> _Request_: Which lines run from the one containing "reddish orange fur." to the end of the entries? Quote them exactly, and nothing else.

[Point labeling dataset excerpts]
_ _ _ _ _

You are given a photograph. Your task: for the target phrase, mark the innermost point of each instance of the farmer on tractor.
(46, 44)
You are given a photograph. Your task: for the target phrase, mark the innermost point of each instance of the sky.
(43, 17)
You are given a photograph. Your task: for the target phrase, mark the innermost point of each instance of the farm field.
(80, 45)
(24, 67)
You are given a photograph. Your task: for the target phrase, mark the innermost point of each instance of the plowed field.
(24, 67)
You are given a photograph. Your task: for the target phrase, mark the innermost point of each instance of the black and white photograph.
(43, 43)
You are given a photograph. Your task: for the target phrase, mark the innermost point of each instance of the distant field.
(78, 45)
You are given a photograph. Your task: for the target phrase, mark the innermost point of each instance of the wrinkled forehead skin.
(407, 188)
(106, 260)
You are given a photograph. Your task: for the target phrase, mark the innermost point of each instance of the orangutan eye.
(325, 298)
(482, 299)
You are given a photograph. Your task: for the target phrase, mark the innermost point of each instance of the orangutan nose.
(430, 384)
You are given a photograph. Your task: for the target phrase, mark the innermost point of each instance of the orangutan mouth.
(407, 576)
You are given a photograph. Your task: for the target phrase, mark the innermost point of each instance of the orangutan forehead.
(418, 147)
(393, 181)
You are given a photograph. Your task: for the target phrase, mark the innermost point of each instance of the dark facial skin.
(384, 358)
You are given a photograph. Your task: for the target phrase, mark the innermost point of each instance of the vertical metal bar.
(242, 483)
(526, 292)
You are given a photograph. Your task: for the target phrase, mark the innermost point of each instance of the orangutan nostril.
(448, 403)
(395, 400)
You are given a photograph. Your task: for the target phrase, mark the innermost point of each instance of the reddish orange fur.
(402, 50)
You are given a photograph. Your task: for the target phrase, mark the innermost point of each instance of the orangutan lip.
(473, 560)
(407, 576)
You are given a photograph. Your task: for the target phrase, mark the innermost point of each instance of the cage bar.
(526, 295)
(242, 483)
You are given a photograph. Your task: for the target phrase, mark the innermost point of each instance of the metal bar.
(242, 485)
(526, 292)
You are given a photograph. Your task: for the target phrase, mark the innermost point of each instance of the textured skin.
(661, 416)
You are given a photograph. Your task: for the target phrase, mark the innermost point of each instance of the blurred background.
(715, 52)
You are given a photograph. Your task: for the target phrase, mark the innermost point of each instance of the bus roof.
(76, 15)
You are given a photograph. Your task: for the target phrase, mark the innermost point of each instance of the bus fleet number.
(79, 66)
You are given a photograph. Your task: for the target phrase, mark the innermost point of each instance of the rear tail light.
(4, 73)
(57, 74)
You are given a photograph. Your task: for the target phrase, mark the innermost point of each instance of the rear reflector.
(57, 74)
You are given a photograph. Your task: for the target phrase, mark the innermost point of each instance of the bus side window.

_ _ _ _ _

> _Task solution_:
You are given a photograph. Your task: for the target phrase, mark the innermost point of each instance of the reddish orange fur.
(402, 50)
You are given a photograph. Your task: for the target phrase, mark the innermost point of each instance of the orangutan lip.
(473, 560)
(407, 576)
You are given a photograph. Your task: for the target phrase, mark the innermost point of each instance of the cage bar.
(526, 295)
(242, 483)
You are given a photograph. Your task: for the target phrase, mark the innermost point of each instance of the metal bar.
(242, 485)
(526, 292)
You are given a photograph. Your task: for the target phrase, mark the innermost point of each instance of the textured skin.
(661, 416)
You are given a photograph. Your task: for the target phrase, mark the innermost point of each instance of the blurred background.
(715, 52)
You are given a photograph. Your task: for the target phrase, mark the innermost point of each instance of the bus roof.
(76, 15)
You are given a photograph. Your task: for the target phrase, mark the innermost point of each instance of the bus fleet number.
(79, 66)
You are given a photograph. Your task: for the target phrase, mark the innermost point of each instance of the rear tail light.
(4, 73)
(57, 74)
You are given a photograph. Your task: for the target phrase, mark the innermost point of each instance of the rear reflector.
(57, 74)
You are given a photograph. Your task: for the target phrase, mark the innermost point of each instance of the bus side window.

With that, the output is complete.